# [Übungstext]
EuGH: Pflicht eines Mitgliedstaats, die Zahlung von Säumniszinsen auch bei Fehlen eines Rechtsbehelfs vor den einzelstaatlichen Gerichten vorzusehen
EuGH, Urteil vom 18.1.2017 – C-365/15, Wortmann KG gegen Hauptzollamt Bielefeld
ECLI:EU:C:2017:19
Volltext:BB-ONLINE BBL2017-341-1
Tenor
Werden Einfuhrabgaben, zu denen auch Antidumpingzölle gehören, deshalb erstattet, weil sie unter Verstoß gegen das Unionsrecht erhoben wurden, was zu prüfen Sache des vorlegenden Gerichts ist, besteht eine unionsrechtliche Pflicht der Mitgliedstaaten, Rechtsuchenden, die einen Anspruch auf die Erstattung der entrichteten Beträge haben, diese ab dem Zeitpunkt ihrer Entrichtung zu verzinsen.

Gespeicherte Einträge

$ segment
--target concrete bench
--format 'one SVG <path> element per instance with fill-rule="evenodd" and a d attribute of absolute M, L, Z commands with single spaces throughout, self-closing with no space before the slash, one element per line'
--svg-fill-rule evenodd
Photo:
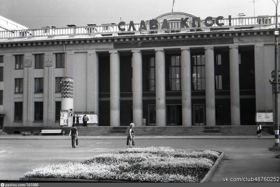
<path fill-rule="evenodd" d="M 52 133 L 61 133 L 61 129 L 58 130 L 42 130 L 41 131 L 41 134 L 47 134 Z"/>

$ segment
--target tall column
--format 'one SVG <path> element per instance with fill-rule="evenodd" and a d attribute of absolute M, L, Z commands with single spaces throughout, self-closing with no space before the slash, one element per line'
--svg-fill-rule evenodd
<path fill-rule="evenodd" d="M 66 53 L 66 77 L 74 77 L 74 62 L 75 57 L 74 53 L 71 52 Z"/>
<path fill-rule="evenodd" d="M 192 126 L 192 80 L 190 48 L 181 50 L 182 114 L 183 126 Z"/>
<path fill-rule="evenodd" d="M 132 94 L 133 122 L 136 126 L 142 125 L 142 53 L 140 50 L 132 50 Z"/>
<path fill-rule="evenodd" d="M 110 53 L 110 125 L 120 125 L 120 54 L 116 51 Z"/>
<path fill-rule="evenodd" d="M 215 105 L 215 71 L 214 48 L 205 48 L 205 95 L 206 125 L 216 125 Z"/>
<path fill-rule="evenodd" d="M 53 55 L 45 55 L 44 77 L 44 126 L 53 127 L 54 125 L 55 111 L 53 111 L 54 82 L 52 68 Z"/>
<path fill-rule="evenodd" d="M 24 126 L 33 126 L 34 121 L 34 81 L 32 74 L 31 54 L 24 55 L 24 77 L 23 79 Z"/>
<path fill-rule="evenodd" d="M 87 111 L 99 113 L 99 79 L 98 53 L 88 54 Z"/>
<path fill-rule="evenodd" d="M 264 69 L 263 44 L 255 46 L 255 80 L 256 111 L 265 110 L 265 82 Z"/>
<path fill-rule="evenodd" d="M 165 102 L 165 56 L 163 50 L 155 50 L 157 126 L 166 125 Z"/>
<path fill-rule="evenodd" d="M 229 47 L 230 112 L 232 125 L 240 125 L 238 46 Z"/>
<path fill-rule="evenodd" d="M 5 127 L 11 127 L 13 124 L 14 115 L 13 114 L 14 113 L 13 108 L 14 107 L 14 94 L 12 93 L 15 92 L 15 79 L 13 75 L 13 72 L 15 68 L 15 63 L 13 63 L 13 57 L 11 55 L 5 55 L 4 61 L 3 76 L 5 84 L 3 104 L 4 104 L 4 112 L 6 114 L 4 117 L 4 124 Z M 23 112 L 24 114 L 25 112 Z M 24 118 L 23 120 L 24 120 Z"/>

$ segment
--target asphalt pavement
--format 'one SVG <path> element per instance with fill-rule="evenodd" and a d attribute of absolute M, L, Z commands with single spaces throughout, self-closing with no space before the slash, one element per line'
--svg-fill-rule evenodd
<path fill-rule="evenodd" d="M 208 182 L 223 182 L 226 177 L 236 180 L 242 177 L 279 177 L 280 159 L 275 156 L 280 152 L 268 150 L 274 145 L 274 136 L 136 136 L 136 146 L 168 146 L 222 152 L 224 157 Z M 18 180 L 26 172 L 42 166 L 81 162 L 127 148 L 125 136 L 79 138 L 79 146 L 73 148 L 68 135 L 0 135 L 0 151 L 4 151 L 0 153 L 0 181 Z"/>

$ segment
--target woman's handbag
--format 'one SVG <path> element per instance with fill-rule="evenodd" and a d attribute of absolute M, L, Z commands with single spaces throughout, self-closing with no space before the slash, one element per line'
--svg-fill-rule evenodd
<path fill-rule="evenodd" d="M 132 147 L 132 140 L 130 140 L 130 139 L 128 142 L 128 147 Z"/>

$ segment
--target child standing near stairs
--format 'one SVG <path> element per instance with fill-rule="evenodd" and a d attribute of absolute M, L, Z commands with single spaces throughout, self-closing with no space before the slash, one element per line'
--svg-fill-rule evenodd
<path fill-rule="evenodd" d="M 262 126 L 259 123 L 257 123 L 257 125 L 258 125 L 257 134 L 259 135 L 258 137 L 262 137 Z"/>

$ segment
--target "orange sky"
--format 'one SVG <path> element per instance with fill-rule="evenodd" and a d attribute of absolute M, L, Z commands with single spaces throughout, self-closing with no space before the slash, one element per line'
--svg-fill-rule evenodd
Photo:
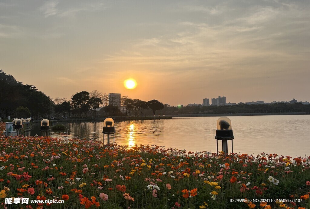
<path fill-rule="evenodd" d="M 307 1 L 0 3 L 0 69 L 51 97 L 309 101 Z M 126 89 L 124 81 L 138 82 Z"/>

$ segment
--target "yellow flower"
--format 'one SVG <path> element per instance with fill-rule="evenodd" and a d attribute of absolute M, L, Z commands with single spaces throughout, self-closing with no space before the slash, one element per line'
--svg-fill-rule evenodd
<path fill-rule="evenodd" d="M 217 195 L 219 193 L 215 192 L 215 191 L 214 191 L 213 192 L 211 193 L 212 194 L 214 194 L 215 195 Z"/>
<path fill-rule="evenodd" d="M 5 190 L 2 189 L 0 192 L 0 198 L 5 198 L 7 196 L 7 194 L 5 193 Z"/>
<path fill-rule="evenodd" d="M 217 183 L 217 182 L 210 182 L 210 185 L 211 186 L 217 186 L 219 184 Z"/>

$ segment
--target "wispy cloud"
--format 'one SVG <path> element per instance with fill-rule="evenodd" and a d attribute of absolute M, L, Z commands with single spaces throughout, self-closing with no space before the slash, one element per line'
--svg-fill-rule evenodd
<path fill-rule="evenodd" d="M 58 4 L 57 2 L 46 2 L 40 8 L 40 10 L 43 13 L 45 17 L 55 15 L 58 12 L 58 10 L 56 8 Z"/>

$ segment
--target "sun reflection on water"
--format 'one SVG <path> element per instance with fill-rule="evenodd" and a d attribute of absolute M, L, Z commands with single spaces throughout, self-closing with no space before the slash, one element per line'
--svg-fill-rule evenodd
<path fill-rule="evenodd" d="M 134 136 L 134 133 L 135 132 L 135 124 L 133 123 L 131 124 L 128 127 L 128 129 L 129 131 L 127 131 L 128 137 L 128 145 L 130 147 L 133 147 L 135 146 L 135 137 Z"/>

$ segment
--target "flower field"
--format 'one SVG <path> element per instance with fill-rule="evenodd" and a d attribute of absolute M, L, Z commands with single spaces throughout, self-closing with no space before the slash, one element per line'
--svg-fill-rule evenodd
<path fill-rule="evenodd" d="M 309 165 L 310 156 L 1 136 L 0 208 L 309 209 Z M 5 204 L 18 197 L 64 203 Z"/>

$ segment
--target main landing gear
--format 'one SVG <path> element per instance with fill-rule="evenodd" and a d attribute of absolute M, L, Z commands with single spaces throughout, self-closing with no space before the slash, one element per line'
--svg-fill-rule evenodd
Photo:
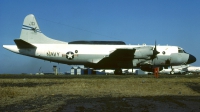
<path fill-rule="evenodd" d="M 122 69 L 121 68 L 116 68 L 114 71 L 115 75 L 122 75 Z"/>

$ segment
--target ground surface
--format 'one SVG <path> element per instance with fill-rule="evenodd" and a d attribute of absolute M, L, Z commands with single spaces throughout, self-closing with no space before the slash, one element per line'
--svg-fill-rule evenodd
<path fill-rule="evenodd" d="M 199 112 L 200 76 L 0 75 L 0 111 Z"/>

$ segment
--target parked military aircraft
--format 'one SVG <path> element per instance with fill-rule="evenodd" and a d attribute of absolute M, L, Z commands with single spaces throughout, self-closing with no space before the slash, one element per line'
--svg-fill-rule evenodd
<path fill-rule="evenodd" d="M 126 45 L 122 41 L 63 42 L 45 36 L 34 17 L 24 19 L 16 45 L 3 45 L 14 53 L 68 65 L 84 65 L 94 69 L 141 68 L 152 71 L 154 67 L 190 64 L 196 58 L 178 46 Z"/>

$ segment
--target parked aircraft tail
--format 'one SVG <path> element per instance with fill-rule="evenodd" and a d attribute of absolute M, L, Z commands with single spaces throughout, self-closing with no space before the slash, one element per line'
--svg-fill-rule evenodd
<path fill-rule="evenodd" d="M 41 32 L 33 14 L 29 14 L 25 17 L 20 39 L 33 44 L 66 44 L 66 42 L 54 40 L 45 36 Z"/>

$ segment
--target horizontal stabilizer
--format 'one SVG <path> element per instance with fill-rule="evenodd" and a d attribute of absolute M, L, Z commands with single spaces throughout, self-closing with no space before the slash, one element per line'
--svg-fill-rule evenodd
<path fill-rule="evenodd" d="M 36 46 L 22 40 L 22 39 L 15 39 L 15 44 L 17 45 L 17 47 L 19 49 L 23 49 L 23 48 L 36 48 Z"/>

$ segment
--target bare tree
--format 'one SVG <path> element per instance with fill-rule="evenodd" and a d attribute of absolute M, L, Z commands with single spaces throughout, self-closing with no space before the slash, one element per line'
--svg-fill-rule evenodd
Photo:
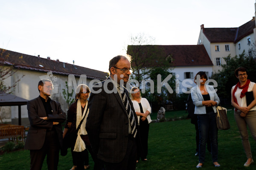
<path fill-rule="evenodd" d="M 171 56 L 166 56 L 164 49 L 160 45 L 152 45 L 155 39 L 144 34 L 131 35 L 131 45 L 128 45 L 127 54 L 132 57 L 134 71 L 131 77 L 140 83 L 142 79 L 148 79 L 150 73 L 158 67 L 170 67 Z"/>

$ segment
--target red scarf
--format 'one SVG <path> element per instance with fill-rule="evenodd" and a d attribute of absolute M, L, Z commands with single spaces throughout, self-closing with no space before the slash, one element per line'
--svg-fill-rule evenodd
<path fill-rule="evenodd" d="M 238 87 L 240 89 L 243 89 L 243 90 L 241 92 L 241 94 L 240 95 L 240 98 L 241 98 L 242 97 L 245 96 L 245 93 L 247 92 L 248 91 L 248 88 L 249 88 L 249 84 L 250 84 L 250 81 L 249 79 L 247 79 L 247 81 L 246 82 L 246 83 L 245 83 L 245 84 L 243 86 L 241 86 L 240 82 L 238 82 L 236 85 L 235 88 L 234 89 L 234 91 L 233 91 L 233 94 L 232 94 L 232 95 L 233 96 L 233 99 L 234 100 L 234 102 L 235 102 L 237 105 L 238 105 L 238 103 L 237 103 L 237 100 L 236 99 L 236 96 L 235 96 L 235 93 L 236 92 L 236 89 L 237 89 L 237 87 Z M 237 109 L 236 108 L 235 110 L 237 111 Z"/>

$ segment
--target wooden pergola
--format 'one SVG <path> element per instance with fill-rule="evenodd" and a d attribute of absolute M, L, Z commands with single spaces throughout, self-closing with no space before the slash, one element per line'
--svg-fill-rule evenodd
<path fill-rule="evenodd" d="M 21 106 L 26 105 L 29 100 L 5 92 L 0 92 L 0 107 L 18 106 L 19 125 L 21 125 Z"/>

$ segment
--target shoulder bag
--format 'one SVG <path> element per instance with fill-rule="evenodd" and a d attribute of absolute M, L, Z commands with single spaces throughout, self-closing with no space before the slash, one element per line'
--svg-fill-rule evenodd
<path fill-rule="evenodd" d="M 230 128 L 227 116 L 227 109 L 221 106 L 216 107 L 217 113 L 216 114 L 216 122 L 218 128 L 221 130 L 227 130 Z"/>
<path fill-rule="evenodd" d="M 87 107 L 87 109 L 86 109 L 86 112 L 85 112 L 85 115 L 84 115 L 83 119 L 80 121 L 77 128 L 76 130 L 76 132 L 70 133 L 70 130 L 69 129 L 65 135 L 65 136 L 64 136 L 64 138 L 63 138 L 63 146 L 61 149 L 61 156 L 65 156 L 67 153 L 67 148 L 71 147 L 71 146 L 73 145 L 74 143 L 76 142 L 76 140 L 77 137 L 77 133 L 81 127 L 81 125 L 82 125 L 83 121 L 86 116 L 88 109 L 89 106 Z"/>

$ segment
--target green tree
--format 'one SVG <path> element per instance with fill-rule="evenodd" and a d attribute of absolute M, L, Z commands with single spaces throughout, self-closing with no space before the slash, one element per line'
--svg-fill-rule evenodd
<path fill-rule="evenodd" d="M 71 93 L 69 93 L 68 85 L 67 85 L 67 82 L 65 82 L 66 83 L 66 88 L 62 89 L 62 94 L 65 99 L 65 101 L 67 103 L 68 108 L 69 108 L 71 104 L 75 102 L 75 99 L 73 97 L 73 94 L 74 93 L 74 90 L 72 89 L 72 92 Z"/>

# [Aufgabenstellung]
Gib die Stelle aus dem Text zum EuGH-Urteil wörtlich aus: Beginne bei den Worten „EuGH: Pflicht eines" und höre nach „Entrichtung zu verzinsen." auf.

# [Ergebnis]
EuGH: Pflicht eines Mitgliedstaats, die Zahlung von Säumniszinsen auch bei Fehlen eines Rechtsbehelfs vor den einzelstaatlichen Gerichten vorzusehen
EuGH, Urteil vom 18.1.2017 – C-365/15, Wortmann KG gegen Hauptzollamt Bielefeld
ECLI:EU:C:2017:19
Volltext:BB-ONLINE BBL2017-341-1
Tenor
Werden Einfuhrabgaben, zu denen auch Antidumpingzölle gehören, deshalb erstattet, weil sie unter Verstoß gegen das Unionsrecht erhoben wurden, was zu prüfen Sache des vorlegenden Gerichts ist, besteht eine unionsrechtliche Pflicht der Mitgliedstaaten, Rechtsuchenden, die einen Anspruch auf die Erstattung der entrichteten Beträge haben, diese ab dem Zeitpunkt ihrer Entrichtung zu verzinsen.